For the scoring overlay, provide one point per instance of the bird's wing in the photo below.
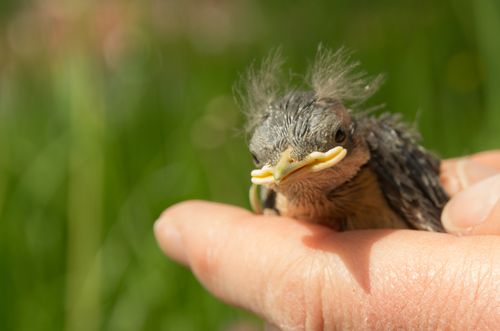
(408, 174)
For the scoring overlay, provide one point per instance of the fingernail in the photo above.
(463, 174)
(472, 206)
(170, 239)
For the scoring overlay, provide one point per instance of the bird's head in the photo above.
(306, 140)
(306, 137)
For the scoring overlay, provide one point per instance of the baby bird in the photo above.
(321, 161)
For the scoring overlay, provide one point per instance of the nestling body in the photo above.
(322, 162)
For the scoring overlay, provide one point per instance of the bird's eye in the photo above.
(340, 135)
(255, 159)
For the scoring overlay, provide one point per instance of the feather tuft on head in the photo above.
(259, 88)
(334, 76)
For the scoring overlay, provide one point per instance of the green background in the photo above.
(110, 111)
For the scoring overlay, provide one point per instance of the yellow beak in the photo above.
(286, 165)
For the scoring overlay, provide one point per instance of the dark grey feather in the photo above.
(408, 174)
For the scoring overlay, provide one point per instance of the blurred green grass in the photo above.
(111, 111)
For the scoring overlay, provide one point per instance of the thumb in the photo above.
(475, 210)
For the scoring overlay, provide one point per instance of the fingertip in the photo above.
(180, 223)
(476, 210)
(459, 174)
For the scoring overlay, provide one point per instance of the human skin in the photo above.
(300, 276)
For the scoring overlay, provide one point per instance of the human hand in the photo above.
(474, 184)
(301, 276)
(304, 276)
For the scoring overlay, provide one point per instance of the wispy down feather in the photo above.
(334, 76)
(260, 87)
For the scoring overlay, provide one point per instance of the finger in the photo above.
(488, 158)
(458, 174)
(476, 210)
(302, 276)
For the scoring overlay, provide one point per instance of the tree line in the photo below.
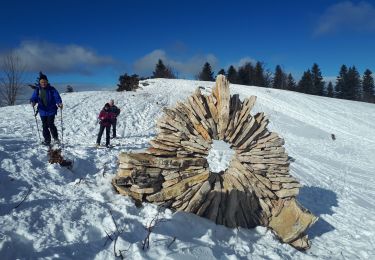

::::::

| WHAT YOU ARE ASKED TO DO |
Put every line of the listing above into a numbered list, dropping blank lines and leaving out the pictures.

| ANSWER TO THE EXERCISE |
1. For the scoring overlay, provide one point per instance of the bird's wing in the photo below.
2. (408, 174)
3. For the scoring overlay, provide one point per instance of the fingernail in the photo above.
4. (463, 174)
5. (472, 206)
6. (170, 239)
7. For the scoring overlay, provide one point per instance of the bird's head in the photo above.
8. (306, 140)
9. (306, 137)
10. For the scoring overlay, provide one point per instance of the baby bird in the photo above.
11. (321, 161)
12. For the scoring overlay, provide one point per instance of the nestling body in the photo above.
13. (322, 162)
14. For the scoring overlay, provide one point per instance of the bird's eye in the photo above.
15. (340, 135)
16. (255, 159)
17. For the scoring overlay, provide one point per instance of the feather tuft on head in the photo above.
18. (259, 88)
19. (334, 76)
20. For the scoring overlay, provide one point per instance of the green background in the photo above.
21. (110, 111)
22. For the scoring overlay, provide one point per instance of the yellow beak in the photo above.
23. (286, 165)
24. For the scoring overlay, provide one point per instance of the dark grey feather in the photo above.
25. (408, 174)
26. For the scoring overlay, provide one point per instance of the blurred green grass in the photo above.
27. (111, 111)
28. For the scoring overlay, provide one point per instance of the thumb in the photo above.
29. (475, 210)
30. For the scoring overlay, provide one point per instance of the fingertip in the photo above.
31. (180, 223)
32. (476, 210)
33. (459, 174)
34. For the scoring overlay, provide one point per instance of the human skin in the photo above.
35. (300, 276)
36. For the scoring overlay, provide one point per instance of the human hand in the photo above.
37. (474, 184)
38. (301, 276)
39. (304, 276)
40. For the scoring overlay, provide one point per instance of the wispy down feather in the photo above.
41. (334, 76)
42. (260, 87)
43. For the scoring overlay, provide one point per instance of the finger in the photo above.
44. (488, 158)
45. (458, 174)
46. (476, 210)
47. (302, 276)
48. For the scoring overlay, provide one point per instance of the tree line in the photo below.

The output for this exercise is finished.